- _Objective_:
Reproduce every one of the lines below word for word, leaving the pictures out.

(Excerpt from a dataset)
==============================

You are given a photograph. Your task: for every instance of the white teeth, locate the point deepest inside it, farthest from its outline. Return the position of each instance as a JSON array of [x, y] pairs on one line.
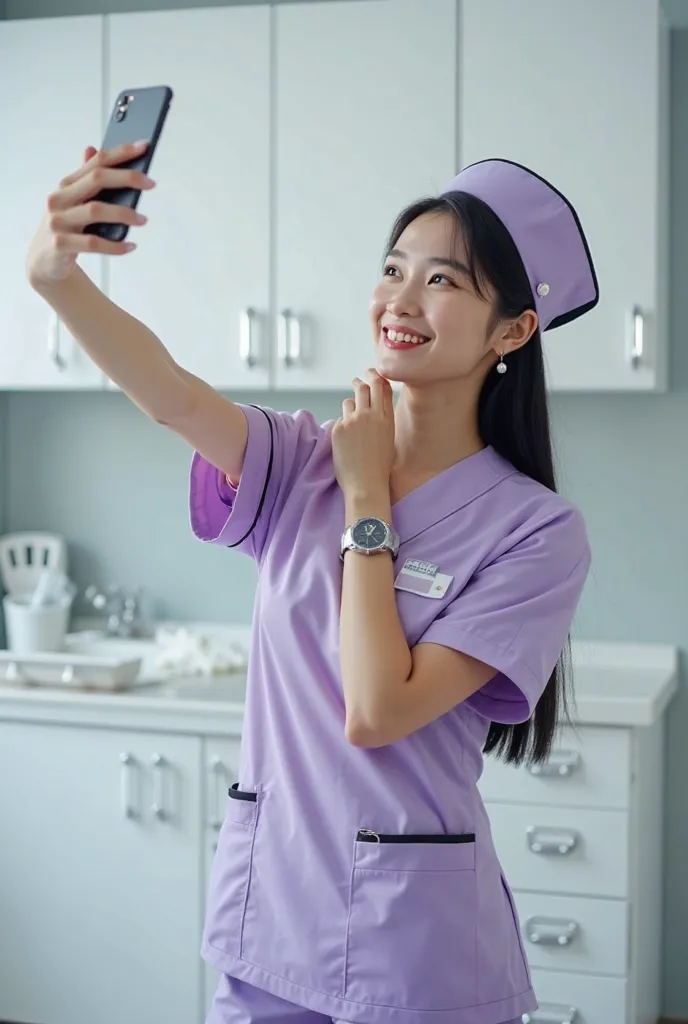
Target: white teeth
[[410, 339]]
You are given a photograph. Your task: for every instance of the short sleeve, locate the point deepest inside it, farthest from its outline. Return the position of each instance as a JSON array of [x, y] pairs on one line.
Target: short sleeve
[[515, 614], [278, 446]]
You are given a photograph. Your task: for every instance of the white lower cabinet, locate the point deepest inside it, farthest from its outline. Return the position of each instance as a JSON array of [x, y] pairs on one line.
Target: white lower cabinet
[[101, 883], [570, 998], [579, 840]]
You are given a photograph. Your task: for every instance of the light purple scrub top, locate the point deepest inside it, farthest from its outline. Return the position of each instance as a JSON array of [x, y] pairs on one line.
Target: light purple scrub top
[[300, 904]]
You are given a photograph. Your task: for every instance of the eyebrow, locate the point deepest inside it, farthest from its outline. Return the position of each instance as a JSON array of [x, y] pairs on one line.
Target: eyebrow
[[455, 264]]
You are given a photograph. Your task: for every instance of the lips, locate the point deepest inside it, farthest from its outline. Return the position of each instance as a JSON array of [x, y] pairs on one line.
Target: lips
[[399, 338]]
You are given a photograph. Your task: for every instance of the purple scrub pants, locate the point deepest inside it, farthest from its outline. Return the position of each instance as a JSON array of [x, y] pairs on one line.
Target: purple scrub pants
[[238, 1003]]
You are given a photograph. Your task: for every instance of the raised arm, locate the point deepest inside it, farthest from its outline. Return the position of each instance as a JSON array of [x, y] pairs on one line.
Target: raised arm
[[124, 348]]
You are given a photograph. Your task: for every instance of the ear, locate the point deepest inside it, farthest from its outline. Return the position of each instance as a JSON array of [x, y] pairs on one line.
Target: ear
[[515, 334]]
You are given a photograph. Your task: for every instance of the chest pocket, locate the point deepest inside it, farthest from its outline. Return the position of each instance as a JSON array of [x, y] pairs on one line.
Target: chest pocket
[[413, 921]]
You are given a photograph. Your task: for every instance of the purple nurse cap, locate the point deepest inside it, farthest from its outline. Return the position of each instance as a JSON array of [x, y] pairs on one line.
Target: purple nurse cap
[[547, 232]]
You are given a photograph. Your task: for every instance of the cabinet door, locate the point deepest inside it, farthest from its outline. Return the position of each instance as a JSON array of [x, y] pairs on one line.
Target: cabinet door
[[51, 84], [100, 879], [575, 91], [366, 123], [221, 764], [204, 258]]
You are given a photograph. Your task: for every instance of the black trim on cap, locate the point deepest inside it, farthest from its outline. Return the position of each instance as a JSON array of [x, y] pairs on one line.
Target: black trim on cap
[[579, 310], [267, 480]]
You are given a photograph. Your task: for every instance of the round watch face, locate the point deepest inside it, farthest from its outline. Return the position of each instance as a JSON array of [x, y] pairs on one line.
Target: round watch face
[[369, 534]]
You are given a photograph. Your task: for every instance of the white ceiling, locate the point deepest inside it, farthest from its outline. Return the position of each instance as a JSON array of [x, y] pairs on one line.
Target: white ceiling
[[677, 12]]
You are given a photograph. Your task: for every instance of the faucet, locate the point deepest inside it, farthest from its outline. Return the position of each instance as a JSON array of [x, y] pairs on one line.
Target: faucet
[[121, 607]]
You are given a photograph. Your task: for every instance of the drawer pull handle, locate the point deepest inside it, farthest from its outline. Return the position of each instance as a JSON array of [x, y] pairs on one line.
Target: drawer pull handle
[[129, 767], [551, 842], [550, 931], [158, 807], [551, 1014], [636, 333], [247, 343], [289, 339], [559, 763]]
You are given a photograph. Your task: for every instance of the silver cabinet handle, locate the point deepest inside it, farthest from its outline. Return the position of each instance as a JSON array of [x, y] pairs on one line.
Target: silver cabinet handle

==============================

- _Result for this exercise_:
You are given a photograph. Your task: for every instance of the white teeth, locate the point deepest inside it, farthest from its outline. Return the position of each instance as a JSON array of [x, y] pairs on one line.
Target: white teeth
[[410, 339]]
You are given a photograph. Your task: for every instance of the short sleeve, locate the point deepest inside it, farthest from its outline. Return the position of each instance as a JSON array of [x, y] pairs on one line.
Target: short sleeve
[[515, 614], [278, 446]]
You are given a photograph. Your task: for every instance of the white lower cabinet, locate the point deepest inside it, farthest from its outline. Return the position of each instance as a JSON array of [x, y] pairs on one line.
Target: white lower cabinet
[[101, 883], [570, 998], [579, 840]]
You are given a photograph. Your task: for every instance of the light purple scrub top, locate the point deepest inside it, farthest from its outline. Return the position of each instance as a JSON array of [x, y] pairs on one line.
Target: light purple scrub top
[[300, 904]]
You are given a photograph. Your task: for every instance of the eyebrow, locate the point deepest inside it, farthest from its outline. Return the position of each instance as a JSON array of [x, y] pairs on one line.
Target: eyebrow
[[455, 264]]
You are given a photograph. Your task: for every instance of the lips, locate the point deepest inside it, farthest from its outline. Return the position of each instance as a JSON array of [x, y] pairs on one line.
Target: lips
[[399, 338]]
You are given a photograph. Your task: for every instance of the purple scrub pants, locate the point deepest inside it, farthest from its outline. Return the position of each instance as a JSON array of [x, y] pairs on one line.
Target: purple scrub pants
[[238, 1003]]
You are given a photograph. Your task: for every instance of the raised arm, locate the point deepest inside it, farthest from its outline. Return the position of each instance as a JSON array of [x, y] pairs on one line.
Target: raised arm
[[124, 348]]
You are given a photograph. Your task: for every instance of the ear, locate the point deepest inside it, farthest from its outline. Return the position of each instance as a JSON array of [x, y] pairs on one line.
Target: ear
[[515, 334]]
You are given a photograph. Your task: for every instance of the chest pocket, locate the point deepest inside it, farthest from its outline. Return the position of each instance as a JSON array of [x, y] pairs on one line.
Target: chest pocket
[[413, 921]]
You are given a photograph. Your task: for every instance of the purple nurse cap, locate the point deepest inside it, farthest from its outline. Return the position of each instance as a JSON array of [x, y] pairs on one line.
Target: purple nurse cap
[[547, 232]]
You are given a photograph. Your task: for every instance of the cabinet door, locate the point deepest inside it, farthest from its outline. Return the position of each instance as a JSON array of [x, y] pairs on one line.
Target: cabinet door
[[51, 84], [100, 879], [575, 91], [366, 123], [221, 764], [204, 258]]
You are given a photograph. Your task: for every instance of the black trim on cap, locate the point deepest inside it, farthest from its outline. Return the position of each instance as a JSON array of [x, y] pairs on one line.
Target: black trim on cap
[[579, 310], [267, 480]]
You are given a photograph. Your task: for every instance of the round watch face, locate the point deepest inside it, farthest from its outline. Return the position of each instance as a JSON array of [x, y] pairs on one line.
Target: round watch face
[[369, 534]]
You are given a photograph. Your task: for every instance of the white ceiling, locate the point deepest inside it, farthest from its outline. Return the position of each instance as a JSON array of [x, y] pairs on one line.
Target: white ceiling
[[677, 12]]
You are given a photograph. Your task: for every instance of the faucet, locate the point deepest inside it, farthest from its outline. Return the position of each instance as a JSON array of [x, y] pairs on one line.
Target: faucet
[[121, 607]]
You are given a photograph. Your task: for every instance of the drawer pull handle, locate the point deepest inside it, farthest from its outline. Return the position of each instance as a JSON array of [x, y] pairs on one line.
Target: drawer pull handle
[[129, 767], [551, 842], [550, 931], [158, 807], [551, 1014], [636, 333], [247, 343], [289, 339], [559, 763]]
You are given a photograph. Your task: for every instance of the silver cabinet handle, locate the point deepest inside it, farthest from its outline. Return the position of each instance as a JSON array of [x, y] pairs on one line.
Target: silver cabinet handle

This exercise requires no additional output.